++++ Reading text ++++

What is Section 194D?

Section 194D of the Income Tax Act deals with the deduction of Tax Deducted at Source or TDS on insurance commissions. If someone is paying a resident any income in the form of insurance commission they are required to deduct a certain percentage of tax before making the payment. This deducted tax amount needs to be submitted to the government within the specified time frames.

This requirement comes into play when the total income paid or likely to be paid as insurance commission during the financial year exceeds ₹15,000. So, if the total commission paid or likely to be paid to a resident crosses this ₹15,000 threshold in a financial year, TDS needs to be deducted from it as per rates specified by Income Tax Act.

Who is Eligible for Section 194D of the Insurance Commission

If you're in India and you earn money through insurance related work there are rules about tax deductions. These rules mainly apply to two groups insurance agents and the companies they work for.

1. Who's Covered: These rules apply to Indian residents like regular people, families or HUF, companies and other taxpayers.

2. Types of Income Covered: If you earn money through:

  • Getting paid for your work like a salary or commission
  • Getting rewards or bonuses for bringing in insurance customers
  • Getting paid for keeping existing insurance policies going like renewals or revivals

3. Which Section Applies: If you're a resident in India and fall into one of the categories mentioned above, you'll look at Section 194D for tax deductions. But if you're paying a commission to someone who doesn't live in India then Section 195 comes into play.

4. Who's Involved

Insurance Agent: Any person living in India who gets paid for selling insurance or bringing in customers.

Insurer: Company or organization that sells insurance. They pay commissions to the agents and they're responsible for deducting the taxes as per the rules mentioned.

What are the Time Limits of the Deduction of TDS for Section 194D?

When someone is supposed to deduct TDS or Tax Deducted at Source they have to do it either when they credit the income to the account of the person they're paying or when they actually make the payment to that person, whichever happens first. So, if you're paying someone and you're required to deduct TDS, you need to do it either when you add the money to their account or when you hand over the payment to them depending on which one comes first.

++++ Data section ++++

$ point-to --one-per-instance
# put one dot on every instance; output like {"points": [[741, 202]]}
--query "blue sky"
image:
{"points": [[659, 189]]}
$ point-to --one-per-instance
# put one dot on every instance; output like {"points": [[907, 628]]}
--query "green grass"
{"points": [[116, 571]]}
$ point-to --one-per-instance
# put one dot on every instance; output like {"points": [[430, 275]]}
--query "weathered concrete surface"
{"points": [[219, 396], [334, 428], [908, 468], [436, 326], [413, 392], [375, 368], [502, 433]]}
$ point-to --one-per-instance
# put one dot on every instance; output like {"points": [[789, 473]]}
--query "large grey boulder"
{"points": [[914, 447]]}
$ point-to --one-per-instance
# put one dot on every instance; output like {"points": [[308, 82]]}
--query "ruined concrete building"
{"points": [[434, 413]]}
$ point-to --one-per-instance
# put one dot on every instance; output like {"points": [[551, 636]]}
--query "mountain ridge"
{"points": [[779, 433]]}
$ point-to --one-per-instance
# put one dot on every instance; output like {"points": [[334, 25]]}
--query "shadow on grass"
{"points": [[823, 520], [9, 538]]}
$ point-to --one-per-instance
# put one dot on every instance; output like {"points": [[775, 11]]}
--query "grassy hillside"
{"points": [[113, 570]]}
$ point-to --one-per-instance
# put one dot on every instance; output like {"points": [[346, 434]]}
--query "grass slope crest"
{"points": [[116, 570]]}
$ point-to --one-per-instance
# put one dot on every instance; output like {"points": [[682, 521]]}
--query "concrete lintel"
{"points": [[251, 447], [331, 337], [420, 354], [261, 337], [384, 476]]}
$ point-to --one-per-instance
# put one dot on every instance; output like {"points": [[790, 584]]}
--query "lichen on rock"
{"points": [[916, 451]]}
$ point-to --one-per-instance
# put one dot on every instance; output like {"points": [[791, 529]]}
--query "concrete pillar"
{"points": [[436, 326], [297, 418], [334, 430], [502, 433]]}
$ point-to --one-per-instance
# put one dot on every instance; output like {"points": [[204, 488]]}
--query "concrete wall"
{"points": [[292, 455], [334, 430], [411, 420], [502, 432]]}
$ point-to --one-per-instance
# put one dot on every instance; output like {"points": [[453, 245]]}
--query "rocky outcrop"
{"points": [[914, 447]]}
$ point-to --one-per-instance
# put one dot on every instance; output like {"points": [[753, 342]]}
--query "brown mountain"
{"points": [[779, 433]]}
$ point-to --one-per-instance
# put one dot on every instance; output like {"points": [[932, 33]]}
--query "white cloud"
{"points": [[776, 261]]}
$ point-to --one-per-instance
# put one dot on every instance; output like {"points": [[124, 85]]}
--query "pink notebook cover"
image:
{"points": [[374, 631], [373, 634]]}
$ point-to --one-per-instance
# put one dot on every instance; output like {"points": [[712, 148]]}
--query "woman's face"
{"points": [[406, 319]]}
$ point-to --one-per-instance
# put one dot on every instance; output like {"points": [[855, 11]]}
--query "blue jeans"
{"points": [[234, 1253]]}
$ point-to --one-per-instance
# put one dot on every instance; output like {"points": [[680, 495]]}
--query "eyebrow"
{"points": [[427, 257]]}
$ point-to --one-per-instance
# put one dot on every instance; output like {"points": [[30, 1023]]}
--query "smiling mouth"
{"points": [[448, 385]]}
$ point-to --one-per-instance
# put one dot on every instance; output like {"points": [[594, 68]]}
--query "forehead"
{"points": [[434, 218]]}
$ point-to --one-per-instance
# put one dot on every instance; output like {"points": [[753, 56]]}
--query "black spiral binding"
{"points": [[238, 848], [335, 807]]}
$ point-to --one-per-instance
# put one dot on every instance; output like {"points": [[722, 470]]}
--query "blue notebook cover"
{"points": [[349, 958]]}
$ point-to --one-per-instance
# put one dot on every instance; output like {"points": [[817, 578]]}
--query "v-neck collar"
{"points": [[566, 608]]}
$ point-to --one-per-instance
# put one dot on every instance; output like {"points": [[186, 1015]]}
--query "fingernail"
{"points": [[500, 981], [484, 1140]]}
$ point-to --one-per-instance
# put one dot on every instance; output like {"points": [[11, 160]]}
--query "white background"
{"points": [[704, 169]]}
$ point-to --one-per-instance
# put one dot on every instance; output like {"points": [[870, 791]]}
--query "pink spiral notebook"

++++

_Complete the following_
[a] In the Section 194D text, above what total amount of insurance commission in a financial year must TDS be deducted?
[b] Write out the passage of the Section 194D text starting with "2. Types of" and going on through "comes into play.".
The data come from a separate source.

_Outputs_
[a] More than ₹15,000.

[b]
2. Types of Income Covered: If you earn money through:

  • Getting paid for your work like a salary or commission
  • Getting rewards or bonuses for bringing in insurance customers
  • Getting paid for keeping existing insurance policies going like renewals or revivals

3. Which Section Applies: If you're a resident in India and fall into one of the categories mentioned above, you'll look at Section 194D for tax deductions. But if you're paying a commission to someone who doesn't live in India then Section 195 comes into play.